### Data listing

* begin *

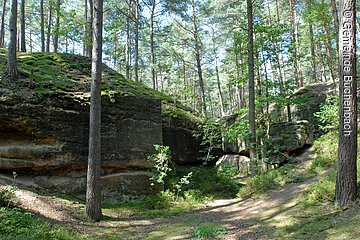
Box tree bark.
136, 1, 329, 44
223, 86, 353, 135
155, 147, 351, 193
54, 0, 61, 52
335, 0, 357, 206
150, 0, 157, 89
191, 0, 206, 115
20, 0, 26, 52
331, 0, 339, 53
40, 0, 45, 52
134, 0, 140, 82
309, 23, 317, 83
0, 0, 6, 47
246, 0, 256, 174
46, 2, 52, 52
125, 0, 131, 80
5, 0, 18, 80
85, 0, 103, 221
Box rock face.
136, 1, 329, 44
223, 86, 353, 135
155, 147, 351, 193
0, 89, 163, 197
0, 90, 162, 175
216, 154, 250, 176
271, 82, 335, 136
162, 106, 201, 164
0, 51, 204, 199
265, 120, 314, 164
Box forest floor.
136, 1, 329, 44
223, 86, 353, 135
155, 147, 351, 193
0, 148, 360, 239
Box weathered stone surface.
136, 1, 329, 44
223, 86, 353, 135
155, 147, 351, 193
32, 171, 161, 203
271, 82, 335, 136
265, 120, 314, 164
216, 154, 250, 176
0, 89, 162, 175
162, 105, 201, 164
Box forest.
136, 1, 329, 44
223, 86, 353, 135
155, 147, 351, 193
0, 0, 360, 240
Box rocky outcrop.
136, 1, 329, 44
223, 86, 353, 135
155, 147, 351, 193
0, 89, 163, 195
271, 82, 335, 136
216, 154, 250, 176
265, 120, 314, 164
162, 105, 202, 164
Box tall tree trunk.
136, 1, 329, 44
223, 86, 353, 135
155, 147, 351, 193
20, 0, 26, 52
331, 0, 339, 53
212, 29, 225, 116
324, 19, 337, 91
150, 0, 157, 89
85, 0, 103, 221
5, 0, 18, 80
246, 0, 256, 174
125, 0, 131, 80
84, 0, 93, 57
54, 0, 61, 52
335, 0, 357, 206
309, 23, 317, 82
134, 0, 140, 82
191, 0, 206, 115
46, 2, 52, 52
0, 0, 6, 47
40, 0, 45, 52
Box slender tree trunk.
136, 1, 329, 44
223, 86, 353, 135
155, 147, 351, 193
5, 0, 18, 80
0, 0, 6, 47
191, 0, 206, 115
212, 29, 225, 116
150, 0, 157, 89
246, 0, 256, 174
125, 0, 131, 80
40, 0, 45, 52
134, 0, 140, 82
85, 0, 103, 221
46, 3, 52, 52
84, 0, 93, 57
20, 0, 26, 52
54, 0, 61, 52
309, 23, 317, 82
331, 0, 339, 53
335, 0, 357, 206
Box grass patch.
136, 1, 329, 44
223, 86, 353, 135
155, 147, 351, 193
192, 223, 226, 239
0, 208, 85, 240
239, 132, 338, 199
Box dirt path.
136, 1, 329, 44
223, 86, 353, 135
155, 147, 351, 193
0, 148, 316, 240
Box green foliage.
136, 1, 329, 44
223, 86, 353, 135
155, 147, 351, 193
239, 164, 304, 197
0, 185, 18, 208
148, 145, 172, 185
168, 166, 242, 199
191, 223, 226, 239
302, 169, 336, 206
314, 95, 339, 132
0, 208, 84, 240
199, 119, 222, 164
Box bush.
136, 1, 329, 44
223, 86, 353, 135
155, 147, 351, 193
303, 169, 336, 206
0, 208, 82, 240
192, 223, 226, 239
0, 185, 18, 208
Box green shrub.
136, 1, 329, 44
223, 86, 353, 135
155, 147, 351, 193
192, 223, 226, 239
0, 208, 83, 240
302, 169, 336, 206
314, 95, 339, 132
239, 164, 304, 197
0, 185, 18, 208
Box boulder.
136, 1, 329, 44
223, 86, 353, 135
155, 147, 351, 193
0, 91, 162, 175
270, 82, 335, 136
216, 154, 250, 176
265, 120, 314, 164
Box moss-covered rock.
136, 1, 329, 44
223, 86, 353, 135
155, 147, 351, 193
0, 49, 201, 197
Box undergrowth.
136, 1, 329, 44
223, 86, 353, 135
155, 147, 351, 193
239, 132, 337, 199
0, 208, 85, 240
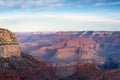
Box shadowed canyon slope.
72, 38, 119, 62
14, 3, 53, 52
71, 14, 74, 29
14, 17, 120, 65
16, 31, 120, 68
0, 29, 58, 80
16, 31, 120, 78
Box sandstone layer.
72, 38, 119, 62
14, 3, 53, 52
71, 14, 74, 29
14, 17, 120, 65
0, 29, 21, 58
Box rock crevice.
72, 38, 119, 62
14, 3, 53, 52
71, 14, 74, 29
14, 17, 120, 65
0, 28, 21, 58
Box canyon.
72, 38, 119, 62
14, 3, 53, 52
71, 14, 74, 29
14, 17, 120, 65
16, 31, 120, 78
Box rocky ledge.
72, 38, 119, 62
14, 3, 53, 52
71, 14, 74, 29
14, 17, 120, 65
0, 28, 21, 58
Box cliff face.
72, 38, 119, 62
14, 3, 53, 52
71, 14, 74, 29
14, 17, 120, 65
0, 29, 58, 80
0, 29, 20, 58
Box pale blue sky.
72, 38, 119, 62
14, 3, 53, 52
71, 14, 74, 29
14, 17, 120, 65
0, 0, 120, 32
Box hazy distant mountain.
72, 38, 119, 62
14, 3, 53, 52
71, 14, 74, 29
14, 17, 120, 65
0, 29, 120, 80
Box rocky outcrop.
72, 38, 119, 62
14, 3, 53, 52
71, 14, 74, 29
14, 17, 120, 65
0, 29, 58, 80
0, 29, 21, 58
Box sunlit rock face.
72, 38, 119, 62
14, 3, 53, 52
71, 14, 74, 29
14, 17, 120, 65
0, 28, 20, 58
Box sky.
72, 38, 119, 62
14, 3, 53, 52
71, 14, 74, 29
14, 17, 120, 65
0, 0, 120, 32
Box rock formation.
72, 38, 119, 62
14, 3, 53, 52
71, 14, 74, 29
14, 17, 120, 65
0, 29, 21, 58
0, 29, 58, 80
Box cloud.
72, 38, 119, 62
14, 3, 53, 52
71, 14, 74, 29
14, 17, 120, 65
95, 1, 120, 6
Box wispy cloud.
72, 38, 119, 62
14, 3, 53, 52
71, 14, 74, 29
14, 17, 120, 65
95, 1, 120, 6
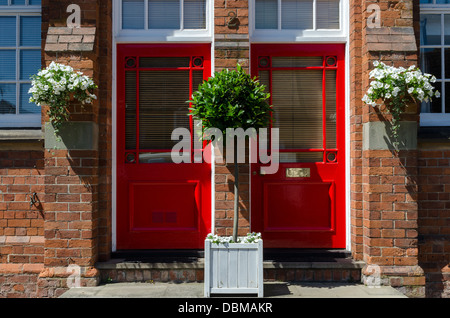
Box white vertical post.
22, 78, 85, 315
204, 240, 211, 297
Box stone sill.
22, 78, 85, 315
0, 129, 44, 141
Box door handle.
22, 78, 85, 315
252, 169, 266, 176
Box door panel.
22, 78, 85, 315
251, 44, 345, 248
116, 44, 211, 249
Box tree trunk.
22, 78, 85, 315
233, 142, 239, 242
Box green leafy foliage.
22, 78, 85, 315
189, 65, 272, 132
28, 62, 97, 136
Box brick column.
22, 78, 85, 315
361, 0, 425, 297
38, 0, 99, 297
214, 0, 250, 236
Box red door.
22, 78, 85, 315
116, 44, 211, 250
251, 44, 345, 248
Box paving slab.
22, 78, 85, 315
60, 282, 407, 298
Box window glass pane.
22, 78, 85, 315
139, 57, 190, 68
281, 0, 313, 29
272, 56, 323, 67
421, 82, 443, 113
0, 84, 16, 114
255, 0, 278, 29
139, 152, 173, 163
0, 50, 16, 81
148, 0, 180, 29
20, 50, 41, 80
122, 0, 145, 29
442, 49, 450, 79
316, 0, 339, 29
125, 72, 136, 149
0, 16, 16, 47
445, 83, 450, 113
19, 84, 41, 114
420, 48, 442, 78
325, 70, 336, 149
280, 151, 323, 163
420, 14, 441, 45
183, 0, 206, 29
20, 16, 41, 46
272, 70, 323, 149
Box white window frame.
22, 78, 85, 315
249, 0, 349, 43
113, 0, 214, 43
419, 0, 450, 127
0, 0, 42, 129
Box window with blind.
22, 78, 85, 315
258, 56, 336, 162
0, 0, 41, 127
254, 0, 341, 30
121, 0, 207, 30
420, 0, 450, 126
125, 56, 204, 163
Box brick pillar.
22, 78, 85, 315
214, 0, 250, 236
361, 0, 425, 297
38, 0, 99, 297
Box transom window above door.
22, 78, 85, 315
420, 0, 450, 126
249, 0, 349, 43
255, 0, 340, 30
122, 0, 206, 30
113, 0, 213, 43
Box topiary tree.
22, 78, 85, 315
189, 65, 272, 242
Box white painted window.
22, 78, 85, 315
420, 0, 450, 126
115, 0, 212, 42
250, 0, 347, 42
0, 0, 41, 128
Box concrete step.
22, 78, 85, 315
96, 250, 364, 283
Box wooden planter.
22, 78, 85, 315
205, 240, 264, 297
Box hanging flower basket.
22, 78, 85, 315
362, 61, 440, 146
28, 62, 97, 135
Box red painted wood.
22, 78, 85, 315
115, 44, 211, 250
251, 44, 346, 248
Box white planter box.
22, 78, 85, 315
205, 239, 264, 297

* end *
* begin *

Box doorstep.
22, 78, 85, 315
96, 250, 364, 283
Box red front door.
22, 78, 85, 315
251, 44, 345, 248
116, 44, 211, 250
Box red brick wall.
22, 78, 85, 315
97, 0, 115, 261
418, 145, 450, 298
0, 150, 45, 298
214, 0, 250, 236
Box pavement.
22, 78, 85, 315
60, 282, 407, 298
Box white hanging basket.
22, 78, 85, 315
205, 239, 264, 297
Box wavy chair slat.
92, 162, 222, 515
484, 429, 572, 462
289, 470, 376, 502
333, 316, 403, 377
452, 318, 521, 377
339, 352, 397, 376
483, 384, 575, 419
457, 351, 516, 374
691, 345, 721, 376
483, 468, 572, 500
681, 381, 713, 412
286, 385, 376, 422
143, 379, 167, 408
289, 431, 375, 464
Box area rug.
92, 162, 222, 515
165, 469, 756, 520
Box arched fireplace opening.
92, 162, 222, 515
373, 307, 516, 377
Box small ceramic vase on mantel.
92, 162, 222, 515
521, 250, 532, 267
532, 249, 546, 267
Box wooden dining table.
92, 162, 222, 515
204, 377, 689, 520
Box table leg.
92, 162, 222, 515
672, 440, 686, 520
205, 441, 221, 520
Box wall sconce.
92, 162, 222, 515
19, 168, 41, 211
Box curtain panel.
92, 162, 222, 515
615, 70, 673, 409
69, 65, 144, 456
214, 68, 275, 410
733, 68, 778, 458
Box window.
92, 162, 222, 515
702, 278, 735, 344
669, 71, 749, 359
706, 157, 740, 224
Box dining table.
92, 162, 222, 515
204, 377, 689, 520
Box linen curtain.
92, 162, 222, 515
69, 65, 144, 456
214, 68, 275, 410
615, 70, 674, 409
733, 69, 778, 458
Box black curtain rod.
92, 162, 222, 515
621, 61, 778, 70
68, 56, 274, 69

* end *

### WORK TO BE COMPLETED
Could you pull out the lines above, starting with the line that contains "Box area rug." and going on through the line that contains "68, 56, 274, 69", both included, and copy them with no changes?

### RIGHT ANSWER
Box area rug.
92, 162, 222, 515
165, 469, 756, 520
Box arched fireplace opening.
92, 162, 222, 515
373, 307, 516, 377
Box small ceramic vase on mantel.
92, 162, 222, 515
521, 250, 532, 267
532, 249, 546, 267
Box wooden dining table.
92, 162, 222, 515
204, 377, 689, 520
Box table leg.
92, 162, 222, 515
672, 440, 686, 520
205, 441, 221, 520
Box wall sconce.
92, 162, 222, 515
19, 168, 41, 211
Box curtain panel.
92, 162, 222, 515
615, 70, 673, 409
69, 65, 144, 456
214, 68, 275, 410
733, 68, 778, 458
Box window.
92, 162, 222, 515
702, 278, 735, 344
669, 71, 749, 359
706, 157, 740, 224
Box dining table.
92, 162, 222, 515
204, 377, 689, 520
Box linen curtain.
92, 162, 222, 515
69, 65, 144, 456
214, 68, 275, 410
615, 70, 674, 409
733, 69, 778, 458
Box black curtain rod.
92, 162, 222, 515
621, 61, 778, 70
68, 56, 274, 69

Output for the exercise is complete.